Please reproduce the data from its first line up to and including the line with "[39,83,152,92]", swapping "pot lip" for "rim of the pot" and leaving everything else unchanged. Return only those lines.

[start]

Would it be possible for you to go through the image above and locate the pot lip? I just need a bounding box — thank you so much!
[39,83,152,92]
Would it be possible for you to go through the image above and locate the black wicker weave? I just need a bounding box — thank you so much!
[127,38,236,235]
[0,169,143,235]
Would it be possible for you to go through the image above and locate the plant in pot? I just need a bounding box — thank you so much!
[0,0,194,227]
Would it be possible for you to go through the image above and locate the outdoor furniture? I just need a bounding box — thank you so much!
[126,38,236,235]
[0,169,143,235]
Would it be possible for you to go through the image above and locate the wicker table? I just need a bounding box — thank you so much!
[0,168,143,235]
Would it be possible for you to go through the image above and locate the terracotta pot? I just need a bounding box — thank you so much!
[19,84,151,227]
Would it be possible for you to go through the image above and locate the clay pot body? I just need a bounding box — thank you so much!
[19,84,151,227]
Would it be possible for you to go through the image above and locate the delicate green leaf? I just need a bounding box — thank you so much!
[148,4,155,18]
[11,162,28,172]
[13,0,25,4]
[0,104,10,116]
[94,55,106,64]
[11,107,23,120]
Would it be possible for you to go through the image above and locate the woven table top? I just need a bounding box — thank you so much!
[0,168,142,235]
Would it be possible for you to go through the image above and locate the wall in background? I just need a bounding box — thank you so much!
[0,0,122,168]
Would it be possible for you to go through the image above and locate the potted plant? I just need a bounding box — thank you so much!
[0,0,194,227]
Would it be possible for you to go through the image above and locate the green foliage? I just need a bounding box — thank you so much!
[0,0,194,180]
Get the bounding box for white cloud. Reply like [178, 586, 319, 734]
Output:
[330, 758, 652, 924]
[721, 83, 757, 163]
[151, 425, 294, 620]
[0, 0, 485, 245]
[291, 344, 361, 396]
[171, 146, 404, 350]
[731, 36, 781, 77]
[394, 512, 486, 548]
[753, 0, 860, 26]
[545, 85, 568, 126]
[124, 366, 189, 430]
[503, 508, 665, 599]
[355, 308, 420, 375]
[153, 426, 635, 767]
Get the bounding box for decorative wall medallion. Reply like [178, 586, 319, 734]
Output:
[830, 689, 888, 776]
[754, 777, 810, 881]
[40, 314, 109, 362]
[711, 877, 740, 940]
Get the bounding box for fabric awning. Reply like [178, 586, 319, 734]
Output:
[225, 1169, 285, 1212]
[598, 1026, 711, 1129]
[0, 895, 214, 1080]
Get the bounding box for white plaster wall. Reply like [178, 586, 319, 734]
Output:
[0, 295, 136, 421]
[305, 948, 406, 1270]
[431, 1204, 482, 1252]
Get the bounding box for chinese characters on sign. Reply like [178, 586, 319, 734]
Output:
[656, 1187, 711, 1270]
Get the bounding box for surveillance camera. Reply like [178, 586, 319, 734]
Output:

[end]

### Result of the task
Would it be possible for you to go through the image above and locate the rim of the pot? I just need a bounding box — thank you so much!
[39,83,152,92]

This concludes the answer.